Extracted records
- Opening Delimiter -

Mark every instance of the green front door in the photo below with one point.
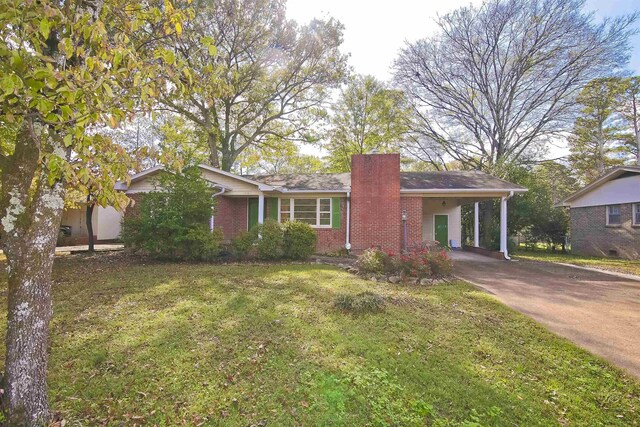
(253, 213)
(441, 223)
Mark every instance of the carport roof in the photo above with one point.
(454, 180)
(409, 181)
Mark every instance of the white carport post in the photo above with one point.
(260, 208)
(476, 224)
(503, 227)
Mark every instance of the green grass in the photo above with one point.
(612, 264)
(180, 344)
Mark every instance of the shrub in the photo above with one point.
(372, 260)
(243, 243)
(200, 243)
(423, 261)
(299, 240)
(270, 242)
(364, 302)
(173, 223)
(414, 264)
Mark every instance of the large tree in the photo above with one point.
(596, 142)
(64, 66)
(368, 116)
(278, 157)
(499, 80)
(629, 110)
(256, 75)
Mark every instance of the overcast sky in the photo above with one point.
(375, 30)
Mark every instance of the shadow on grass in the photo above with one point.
(175, 343)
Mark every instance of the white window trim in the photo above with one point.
(292, 204)
(635, 206)
(607, 211)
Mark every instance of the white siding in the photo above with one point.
(621, 190)
(108, 223)
(431, 207)
(236, 187)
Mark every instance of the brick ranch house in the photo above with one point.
(374, 205)
(605, 215)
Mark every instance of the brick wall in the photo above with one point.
(591, 236)
(333, 239)
(413, 208)
(375, 201)
(230, 216)
(134, 205)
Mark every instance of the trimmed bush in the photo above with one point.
(364, 302)
(372, 261)
(299, 240)
(173, 223)
(423, 261)
(269, 243)
(243, 243)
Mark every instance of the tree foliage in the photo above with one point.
(629, 110)
(596, 142)
(278, 157)
(64, 67)
(173, 223)
(256, 74)
(498, 80)
(368, 116)
(605, 134)
(534, 214)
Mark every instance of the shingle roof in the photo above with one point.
(307, 182)
(467, 180)
(458, 180)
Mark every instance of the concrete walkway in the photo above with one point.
(598, 311)
(99, 248)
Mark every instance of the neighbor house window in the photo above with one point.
(315, 212)
(613, 215)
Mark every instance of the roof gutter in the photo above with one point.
(464, 190)
(213, 196)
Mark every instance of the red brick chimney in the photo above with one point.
(375, 202)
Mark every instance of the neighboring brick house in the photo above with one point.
(374, 205)
(605, 215)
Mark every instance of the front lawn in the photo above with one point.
(612, 264)
(179, 344)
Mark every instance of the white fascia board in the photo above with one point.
(597, 183)
(285, 190)
(261, 186)
(465, 190)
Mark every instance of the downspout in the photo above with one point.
(211, 220)
(506, 246)
(347, 244)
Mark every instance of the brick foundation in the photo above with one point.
(591, 236)
(333, 239)
(375, 202)
(413, 207)
(231, 216)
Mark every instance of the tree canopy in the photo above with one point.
(497, 81)
(64, 67)
(256, 75)
(368, 116)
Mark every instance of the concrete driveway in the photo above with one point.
(598, 311)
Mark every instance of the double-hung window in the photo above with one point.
(315, 212)
(613, 215)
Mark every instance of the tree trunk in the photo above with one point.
(638, 147)
(212, 141)
(89, 217)
(31, 211)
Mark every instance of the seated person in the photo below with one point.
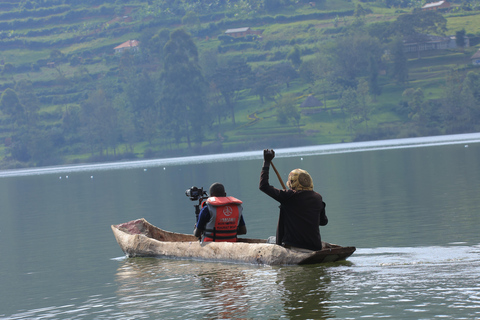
(221, 217)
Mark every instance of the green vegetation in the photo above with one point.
(190, 88)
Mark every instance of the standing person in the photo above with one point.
(302, 210)
(221, 217)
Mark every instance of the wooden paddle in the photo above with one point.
(278, 176)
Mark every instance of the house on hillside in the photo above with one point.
(241, 32)
(436, 5)
(127, 45)
(432, 42)
(311, 105)
(476, 58)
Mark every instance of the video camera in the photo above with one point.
(195, 194)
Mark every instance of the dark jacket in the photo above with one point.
(301, 214)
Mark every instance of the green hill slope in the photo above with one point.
(67, 97)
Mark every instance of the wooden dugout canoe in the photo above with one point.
(139, 238)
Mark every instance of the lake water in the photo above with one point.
(411, 207)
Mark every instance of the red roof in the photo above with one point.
(128, 44)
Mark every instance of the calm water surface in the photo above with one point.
(411, 207)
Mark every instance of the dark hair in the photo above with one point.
(217, 190)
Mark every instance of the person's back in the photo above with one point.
(221, 218)
(301, 214)
(302, 210)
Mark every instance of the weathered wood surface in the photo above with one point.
(138, 238)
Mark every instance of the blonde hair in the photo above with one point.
(300, 179)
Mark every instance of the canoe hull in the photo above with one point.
(138, 238)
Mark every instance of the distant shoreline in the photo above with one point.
(327, 149)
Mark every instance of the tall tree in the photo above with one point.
(460, 39)
(400, 66)
(183, 89)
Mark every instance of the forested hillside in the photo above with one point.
(214, 76)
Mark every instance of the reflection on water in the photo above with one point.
(420, 205)
(171, 289)
(397, 283)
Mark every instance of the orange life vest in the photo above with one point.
(225, 213)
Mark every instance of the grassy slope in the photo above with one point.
(325, 127)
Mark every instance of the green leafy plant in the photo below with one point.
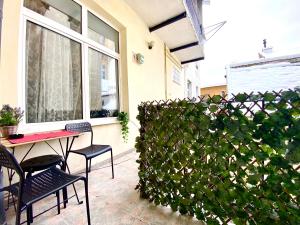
(10, 116)
(124, 120)
(223, 160)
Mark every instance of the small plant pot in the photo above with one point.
(8, 130)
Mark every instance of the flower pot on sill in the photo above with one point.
(8, 130)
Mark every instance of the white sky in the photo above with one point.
(240, 39)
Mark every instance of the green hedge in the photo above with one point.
(223, 160)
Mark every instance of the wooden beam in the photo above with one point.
(168, 22)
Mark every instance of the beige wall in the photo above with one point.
(173, 89)
(138, 82)
(214, 90)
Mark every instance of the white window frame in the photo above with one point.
(86, 43)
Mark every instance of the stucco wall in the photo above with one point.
(214, 90)
(265, 77)
(138, 82)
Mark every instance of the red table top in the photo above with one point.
(42, 136)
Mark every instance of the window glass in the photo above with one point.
(189, 89)
(103, 77)
(102, 33)
(65, 12)
(53, 76)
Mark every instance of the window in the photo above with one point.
(176, 76)
(189, 89)
(65, 12)
(102, 33)
(103, 89)
(60, 83)
(52, 75)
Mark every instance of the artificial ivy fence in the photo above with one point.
(223, 160)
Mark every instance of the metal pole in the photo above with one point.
(1, 16)
(2, 211)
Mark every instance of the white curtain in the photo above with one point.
(53, 75)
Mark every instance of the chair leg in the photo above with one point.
(65, 197)
(90, 167)
(87, 170)
(18, 213)
(112, 165)
(58, 202)
(28, 214)
(87, 202)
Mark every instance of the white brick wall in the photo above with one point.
(266, 77)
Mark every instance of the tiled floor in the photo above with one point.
(112, 202)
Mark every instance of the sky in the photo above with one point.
(241, 38)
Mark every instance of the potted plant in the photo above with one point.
(9, 119)
(124, 119)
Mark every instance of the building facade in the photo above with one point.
(266, 74)
(86, 60)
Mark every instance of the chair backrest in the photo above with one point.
(82, 127)
(9, 161)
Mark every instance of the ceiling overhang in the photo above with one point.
(177, 22)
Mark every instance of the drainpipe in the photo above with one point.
(2, 211)
(1, 15)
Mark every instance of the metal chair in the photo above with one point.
(92, 150)
(34, 188)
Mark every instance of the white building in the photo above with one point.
(265, 74)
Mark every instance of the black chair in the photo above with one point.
(34, 188)
(40, 163)
(92, 150)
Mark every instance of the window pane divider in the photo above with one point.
(61, 29)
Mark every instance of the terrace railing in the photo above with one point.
(223, 160)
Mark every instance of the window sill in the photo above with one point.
(51, 126)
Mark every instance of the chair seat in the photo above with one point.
(92, 150)
(40, 163)
(44, 184)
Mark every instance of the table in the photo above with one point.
(33, 139)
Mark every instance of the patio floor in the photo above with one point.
(112, 201)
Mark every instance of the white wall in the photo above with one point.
(192, 73)
(265, 77)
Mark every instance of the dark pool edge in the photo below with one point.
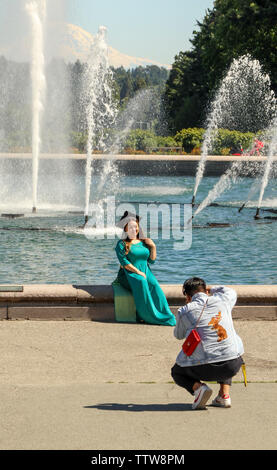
(96, 302)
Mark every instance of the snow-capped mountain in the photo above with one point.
(77, 42)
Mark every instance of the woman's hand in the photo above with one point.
(142, 274)
(149, 242)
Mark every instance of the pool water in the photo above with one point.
(60, 253)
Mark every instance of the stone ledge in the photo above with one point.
(96, 303)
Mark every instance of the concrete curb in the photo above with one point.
(96, 303)
(157, 165)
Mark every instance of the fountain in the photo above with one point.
(244, 101)
(268, 167)
(37, 11)
(98, 101)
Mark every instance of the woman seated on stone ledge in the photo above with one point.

- Closing Delimiter -

*TASK TO COMPLETE:* Starting at the line that contains "Mark every instance of the stone", retype each line through the last one in the records, both included, and add nothing.

*YOUR SOLUTION:*
Mark every instance of the stone ledge in the photo above with one point.
(96, 303)
Mark every instance of the concrete curb in the photo above with one point.
(96, 303)
(157, 165)
Mark every instance of the fountain in the photo above with one point.
(244, 101)
(268, 167)
(37, 11)
(98, 101)
Mark every instance of the woman seated on stone ledge in the photo above with one point.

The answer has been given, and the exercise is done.